--- Start Text provided ---

While digital platforms have emerged and grown in partnership with universities, innovations have been made in launching platforms such as “Grow with Google” which have emerged as a new breed of institutions with focus on how to bridge the skill gap culminating in professional certifications with career pathways.
These and similar initiatives could complement the NEP 2020 to pave the way forward for employer/industry-sponsored professional certifications. In their final recommendations, Deloitte has disclosed that private-public partnerships, while partnering with the industrial ecosystem, have earned benefits for colleges and universities through internships, co-ops and job shadowing in virtual mode.
Deloitte would illustratively refer to TheSmartFactory@Wichita which is a collaboration between Deloitte and Wichita State University. Deloitte claims that the initiative will feature, inter alia, 40 robots, robotic programmes and cyber applications along with high-end data visualizations and professional engineering software programmes.
Such innovations could also provide triggers for colleges and institutions in India for entering meaningful collaborations with the industrial sector, particularly in the context of vocational education, technical education and research.NEP 2020 acknowledges the importance of stakeholders such as Industry and NGOS in its collaborative aspirations in vocational education as follows: “16.5 By 2025, at least 50% of learners through the school and higher education system shall have exposure to vocational education. Towards this, the secondary schools will also collaborate with polytechnics, local industry, etc.
Skill labs will also be set up and created in the schools in a hub and spoke model which will allow other schools to use this facility. Higher educational institutions will offer vocational education either on their own or in partnership with industry and NGOs. The B.Voc degrees introduced in 2013 will continue to exist, but vocational courses will also be available to students enrolled in all other Bachelor’s degree programmes, including the 4 year multidisciplinary Bachelor’s programme. HEIs will also be allowed to conduct short term courses in various skills including soft skills.”

--- End Text provided ---
--- Start Material ---

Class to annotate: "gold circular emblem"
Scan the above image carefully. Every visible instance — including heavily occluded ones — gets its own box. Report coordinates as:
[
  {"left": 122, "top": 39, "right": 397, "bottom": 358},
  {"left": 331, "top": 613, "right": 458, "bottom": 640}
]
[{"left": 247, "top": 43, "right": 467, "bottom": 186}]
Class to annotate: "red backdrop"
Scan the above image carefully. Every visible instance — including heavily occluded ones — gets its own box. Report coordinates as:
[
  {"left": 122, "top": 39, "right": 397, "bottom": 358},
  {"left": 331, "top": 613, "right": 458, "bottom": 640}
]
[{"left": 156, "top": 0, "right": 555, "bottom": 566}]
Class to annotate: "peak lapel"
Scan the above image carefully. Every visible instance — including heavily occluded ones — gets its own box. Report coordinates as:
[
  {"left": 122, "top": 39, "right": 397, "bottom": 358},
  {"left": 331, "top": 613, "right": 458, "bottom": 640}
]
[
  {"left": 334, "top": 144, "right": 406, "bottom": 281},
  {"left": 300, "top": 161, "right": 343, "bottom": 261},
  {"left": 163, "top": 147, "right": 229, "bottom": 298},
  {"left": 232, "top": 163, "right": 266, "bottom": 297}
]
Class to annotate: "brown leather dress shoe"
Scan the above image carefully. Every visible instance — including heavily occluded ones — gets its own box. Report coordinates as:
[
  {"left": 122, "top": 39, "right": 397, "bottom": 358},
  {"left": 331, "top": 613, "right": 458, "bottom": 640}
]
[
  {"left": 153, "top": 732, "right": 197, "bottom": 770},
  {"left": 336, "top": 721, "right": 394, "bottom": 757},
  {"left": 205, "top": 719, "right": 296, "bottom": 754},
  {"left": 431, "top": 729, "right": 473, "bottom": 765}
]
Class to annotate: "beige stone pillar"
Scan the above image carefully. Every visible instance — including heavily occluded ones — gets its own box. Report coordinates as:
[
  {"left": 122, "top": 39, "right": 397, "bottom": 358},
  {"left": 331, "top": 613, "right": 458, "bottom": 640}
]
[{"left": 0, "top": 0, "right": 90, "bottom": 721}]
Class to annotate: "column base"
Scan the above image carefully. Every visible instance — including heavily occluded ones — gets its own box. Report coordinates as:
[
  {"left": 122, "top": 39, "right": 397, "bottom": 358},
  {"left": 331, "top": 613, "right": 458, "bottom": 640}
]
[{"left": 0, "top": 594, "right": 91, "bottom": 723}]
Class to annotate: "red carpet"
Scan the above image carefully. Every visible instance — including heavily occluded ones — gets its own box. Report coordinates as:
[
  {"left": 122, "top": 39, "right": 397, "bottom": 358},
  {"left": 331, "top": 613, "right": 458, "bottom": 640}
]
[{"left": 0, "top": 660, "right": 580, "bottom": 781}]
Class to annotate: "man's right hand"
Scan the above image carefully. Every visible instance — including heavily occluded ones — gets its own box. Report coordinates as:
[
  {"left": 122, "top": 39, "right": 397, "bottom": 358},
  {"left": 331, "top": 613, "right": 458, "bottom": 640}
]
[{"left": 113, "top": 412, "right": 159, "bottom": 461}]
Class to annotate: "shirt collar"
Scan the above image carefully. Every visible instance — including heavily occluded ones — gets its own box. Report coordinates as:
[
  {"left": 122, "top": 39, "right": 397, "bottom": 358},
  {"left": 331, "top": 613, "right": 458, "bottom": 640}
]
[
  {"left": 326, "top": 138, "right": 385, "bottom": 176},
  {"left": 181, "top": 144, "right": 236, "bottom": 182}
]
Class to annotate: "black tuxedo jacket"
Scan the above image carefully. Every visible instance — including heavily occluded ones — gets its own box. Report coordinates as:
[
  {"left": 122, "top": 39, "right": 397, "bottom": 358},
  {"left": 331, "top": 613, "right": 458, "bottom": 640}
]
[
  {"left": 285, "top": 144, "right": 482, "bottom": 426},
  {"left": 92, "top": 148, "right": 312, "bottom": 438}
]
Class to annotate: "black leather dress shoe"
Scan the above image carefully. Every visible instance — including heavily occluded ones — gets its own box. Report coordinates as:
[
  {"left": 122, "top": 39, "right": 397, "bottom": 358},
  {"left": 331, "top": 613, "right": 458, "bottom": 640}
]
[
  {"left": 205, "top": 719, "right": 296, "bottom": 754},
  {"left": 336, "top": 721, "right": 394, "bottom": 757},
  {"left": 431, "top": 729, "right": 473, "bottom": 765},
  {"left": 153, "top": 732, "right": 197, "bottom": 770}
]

--- End Material ---

_Given exercise 1:_
Answer these using the passage on industry and vocational education:
(a) Which two parties are behind TheSmartFactory@Wichita?
(b) How many robots does Deloitte say that initiative will feature?
(c) In what year were B.Voc degrees introduced?
_Given exercise 2:_
Carry on the passage on industry and vocational education from the point where it stops.
The data comes from a different source than the passage on industry and vocational education.

_Right answer 1:_
(a) Deloitte and Wichita State University
(b) 40
(c) 2013

_Right answer 2:_
In conclusion, it would be worthwhile to recall the opening statements in the preamble to the National Education Policy 2020 which acknowledges as under: “The world is undergoing rapid changes in the knowledge landscape. With various dramatic scientific and technological advances, such as the rise of big data, machine learning, and artificial intelligence, many unskilled jobs worldwide may be taken over by machines, while the need for a skilled workforce, particularly involving mathematics, computer science, and data science, in conjunction with multidisciplinary abilities across the sciences, social sciences, and humanities, will be increasingly in greater demand.”
The policy, while laying down fundamental principles to guide the education system in general, and, the individual institutions, in particular, grants prominence, inter alia, to the following: * flexibility, so that learners have the ability to choose their learning trajectories and programmes, and thereby choose their own paths in life according to their talents and interests; * life skills such as communication, cooperation, teamwork, and resilience; * extensive use of technology in teaching and learning, removing language barriers, increasing access for Divyang students, and educational planning and management; Hence, the National Education Policy 2020 has all the right intentions in place to propel the higher education institutions of this country in a trajectory of catalyzing innovative growth and economic development.
The challenge, however, is how fast these changes can be activated and how well equipped the key players, namely, educational institutions, participating Governments, the industrial sector, the connectivity architecture, and, most importantly, the student community and their guardians, are, to adapt to such innovations so as to upskill.
This is a watershed moment for the education sector which has to marry human capital with digital learning and respond very fast with flexibility and pragmatism in a collaborative stakeholder-based ecosystem to confront the drastic changes demanded by these extraordinary times. Translating policy into pragmatic implementation is hence the need of the hour which alone can, in the words of Dr Farnam Jahanian, President of Carnegie Mellon University, “succeed in driving innovation and catalyzing economic development.”
(The writer is former Secretary to the Government of India and the Government of West Bengal)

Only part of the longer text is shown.